===== Listed records =====

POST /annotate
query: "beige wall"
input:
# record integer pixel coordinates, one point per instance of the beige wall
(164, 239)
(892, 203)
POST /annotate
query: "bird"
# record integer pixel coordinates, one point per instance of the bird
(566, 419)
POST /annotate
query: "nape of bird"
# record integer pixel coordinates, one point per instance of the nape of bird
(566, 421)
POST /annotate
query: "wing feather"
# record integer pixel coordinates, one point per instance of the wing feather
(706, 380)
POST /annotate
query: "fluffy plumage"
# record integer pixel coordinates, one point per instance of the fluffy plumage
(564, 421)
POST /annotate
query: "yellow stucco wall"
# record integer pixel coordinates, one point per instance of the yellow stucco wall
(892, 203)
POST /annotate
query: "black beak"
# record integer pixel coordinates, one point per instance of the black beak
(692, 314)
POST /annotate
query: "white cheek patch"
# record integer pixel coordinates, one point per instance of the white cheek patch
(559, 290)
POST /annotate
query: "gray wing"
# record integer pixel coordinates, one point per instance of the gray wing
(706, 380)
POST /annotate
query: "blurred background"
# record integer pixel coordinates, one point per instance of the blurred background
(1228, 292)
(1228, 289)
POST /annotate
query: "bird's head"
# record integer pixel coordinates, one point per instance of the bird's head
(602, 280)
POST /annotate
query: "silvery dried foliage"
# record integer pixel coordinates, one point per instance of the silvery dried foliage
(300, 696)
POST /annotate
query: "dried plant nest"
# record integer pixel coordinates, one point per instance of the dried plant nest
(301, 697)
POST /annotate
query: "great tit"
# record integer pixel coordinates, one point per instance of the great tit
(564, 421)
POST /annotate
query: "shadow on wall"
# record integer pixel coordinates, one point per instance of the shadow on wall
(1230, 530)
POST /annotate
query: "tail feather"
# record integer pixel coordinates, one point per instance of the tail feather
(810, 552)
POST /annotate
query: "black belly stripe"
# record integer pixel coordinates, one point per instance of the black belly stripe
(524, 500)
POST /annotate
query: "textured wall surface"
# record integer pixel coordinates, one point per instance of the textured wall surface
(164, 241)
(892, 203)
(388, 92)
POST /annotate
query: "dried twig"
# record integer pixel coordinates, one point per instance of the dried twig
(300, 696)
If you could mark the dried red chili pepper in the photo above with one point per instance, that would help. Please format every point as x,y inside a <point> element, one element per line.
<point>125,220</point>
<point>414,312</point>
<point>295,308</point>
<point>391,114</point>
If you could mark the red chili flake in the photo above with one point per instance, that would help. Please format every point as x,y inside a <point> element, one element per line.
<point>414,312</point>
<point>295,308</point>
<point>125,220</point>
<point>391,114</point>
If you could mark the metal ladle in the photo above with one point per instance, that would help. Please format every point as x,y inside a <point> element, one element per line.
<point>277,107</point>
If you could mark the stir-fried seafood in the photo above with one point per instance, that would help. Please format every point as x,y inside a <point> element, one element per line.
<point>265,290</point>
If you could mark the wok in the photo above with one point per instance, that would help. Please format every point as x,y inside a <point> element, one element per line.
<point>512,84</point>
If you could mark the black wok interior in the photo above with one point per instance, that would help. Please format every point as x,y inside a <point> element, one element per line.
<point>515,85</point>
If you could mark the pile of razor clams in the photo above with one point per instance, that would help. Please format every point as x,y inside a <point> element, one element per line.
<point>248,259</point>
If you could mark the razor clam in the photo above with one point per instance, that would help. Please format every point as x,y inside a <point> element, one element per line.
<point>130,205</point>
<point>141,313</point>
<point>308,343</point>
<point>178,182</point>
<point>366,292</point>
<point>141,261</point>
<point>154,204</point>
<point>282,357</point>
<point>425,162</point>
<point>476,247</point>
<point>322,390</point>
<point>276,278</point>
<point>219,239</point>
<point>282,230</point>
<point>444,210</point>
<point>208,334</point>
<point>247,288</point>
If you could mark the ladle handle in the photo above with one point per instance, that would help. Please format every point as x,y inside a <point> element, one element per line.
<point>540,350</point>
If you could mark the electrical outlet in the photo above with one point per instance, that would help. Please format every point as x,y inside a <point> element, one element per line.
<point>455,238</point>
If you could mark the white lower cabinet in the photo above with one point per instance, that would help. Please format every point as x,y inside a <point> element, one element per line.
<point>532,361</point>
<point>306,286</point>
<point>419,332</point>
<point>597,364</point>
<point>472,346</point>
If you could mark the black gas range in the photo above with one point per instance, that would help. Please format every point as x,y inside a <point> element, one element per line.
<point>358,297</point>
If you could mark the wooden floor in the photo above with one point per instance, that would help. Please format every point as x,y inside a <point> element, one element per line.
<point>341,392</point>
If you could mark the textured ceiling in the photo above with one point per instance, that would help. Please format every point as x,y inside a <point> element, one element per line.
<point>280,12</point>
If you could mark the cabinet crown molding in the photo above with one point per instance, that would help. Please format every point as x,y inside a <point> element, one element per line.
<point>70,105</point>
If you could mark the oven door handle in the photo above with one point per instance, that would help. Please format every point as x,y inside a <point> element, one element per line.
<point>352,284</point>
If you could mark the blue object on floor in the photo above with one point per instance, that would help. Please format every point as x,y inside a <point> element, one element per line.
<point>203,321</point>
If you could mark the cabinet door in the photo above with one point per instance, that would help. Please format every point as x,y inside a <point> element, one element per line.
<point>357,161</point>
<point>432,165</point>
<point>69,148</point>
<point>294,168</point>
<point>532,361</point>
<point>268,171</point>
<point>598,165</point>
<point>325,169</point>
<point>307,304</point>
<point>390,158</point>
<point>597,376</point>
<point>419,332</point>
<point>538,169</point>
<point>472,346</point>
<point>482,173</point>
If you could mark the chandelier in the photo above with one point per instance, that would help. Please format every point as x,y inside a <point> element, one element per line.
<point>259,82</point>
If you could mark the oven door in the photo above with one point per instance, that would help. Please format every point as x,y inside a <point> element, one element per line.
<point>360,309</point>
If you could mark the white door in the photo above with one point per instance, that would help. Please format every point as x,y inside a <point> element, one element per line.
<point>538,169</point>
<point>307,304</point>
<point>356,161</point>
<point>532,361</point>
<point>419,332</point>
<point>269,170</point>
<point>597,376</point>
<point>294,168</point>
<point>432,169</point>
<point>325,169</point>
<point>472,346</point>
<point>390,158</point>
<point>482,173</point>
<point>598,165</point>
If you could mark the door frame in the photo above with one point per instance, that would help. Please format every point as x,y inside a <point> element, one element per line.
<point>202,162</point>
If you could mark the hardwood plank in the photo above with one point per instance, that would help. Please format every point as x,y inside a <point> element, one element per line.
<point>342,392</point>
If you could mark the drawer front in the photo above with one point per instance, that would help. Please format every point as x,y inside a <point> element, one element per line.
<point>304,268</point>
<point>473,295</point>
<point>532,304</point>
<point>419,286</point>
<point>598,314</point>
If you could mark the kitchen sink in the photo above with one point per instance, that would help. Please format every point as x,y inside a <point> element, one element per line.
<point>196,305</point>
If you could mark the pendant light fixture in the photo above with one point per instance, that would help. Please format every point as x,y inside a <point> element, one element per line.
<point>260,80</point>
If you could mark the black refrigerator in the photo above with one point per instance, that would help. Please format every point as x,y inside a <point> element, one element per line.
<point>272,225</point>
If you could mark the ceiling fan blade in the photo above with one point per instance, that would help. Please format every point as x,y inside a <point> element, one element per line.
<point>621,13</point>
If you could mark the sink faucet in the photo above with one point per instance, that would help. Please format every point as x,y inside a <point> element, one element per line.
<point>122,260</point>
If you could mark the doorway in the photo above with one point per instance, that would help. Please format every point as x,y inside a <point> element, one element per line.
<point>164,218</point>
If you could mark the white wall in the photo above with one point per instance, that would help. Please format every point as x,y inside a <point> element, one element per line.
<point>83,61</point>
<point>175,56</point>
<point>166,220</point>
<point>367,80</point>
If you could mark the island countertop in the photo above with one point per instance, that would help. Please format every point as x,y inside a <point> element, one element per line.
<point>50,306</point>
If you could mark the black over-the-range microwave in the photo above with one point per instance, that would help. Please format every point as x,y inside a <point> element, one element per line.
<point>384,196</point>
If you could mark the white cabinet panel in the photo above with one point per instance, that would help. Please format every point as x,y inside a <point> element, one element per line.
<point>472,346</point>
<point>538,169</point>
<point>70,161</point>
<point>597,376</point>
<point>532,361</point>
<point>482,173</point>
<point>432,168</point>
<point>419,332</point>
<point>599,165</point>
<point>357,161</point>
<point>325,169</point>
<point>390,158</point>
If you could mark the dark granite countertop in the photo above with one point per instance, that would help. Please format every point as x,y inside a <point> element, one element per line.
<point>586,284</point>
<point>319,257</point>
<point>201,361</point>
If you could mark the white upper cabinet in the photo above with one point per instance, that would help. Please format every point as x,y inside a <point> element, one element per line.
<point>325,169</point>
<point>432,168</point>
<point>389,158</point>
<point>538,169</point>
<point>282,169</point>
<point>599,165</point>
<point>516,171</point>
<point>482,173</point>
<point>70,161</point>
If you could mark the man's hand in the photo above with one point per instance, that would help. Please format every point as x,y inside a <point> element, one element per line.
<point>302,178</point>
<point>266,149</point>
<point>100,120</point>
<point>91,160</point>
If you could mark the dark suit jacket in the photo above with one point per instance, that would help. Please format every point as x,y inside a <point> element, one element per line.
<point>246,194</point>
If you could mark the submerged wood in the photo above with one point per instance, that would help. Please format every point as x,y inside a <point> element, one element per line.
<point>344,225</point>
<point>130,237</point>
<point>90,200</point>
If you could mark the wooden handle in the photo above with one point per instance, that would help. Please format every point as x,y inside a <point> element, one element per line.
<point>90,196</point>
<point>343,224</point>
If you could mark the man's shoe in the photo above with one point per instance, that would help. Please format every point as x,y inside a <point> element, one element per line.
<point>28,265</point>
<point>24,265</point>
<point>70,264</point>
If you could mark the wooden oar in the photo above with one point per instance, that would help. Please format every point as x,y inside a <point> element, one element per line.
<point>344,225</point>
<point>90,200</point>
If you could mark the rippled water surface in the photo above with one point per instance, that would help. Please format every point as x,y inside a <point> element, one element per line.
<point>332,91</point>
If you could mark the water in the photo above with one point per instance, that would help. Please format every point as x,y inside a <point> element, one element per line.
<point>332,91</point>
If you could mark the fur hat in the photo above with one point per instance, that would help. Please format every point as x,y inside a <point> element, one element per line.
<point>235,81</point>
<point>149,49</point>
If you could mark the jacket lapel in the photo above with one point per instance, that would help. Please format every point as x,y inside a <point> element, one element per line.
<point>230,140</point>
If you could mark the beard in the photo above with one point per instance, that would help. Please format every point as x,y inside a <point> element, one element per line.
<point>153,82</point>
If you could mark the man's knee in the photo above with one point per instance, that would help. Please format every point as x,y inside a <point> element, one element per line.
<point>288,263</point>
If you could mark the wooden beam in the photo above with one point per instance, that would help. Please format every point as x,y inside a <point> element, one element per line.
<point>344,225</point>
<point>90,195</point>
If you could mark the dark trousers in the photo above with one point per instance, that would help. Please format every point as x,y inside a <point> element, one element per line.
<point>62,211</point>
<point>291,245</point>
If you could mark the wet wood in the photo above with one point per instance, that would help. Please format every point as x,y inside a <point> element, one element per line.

=====

__Exercise instructions__
Retype, exactly as written, each line from the one that has "If you could mark the water" to the bottom of the entries above, and include both of those lines.

__Answer for this exercise__
If you could mark the water in the photo above with one point per instance, that would help. Please format every point as x,y inside a <point> element, one element per line.
<point>332,91</point>
If you could mark the fur hat in the photo above with one point per instance, that would help. Please format every point as x,y inside a <point> element, one element per line.
<point>235,81</point>
<point>149,49</point>
If you could mark the jacket lapel in the photo above with one point per instance, that would help. Please format every point as x,y inside a <point> element, one element per line.
<point>230,140</point>
If you could mark the beard in the photo above with one point per instance, that would help. Please format every point as x,y inside a <point> element, one element per line.
<point>153,82</point>
If you could mark the man's knee in the photo above with one point per instance, that would help. Please format every point as x,y inside a <point> element, one element per line.
<point>288,263</point>
If you could mark the wooden beam in the photo above with one point per instance, that would help. Please format every point as x,y inside a <point> element, one element per line.
<point>344,225</point>
<point>90,195</point>
If you could mark the dark trousers in the photo above with one point per instance, that would help. Please format every point as x,y inside a <point> element, one element per line.
<point>62,211</point>
<point>291,245</point>
If you could mark the wet wood in the photo above with one point per instance, that would help. Please format every point as x,y inside a <point> element, one element per line.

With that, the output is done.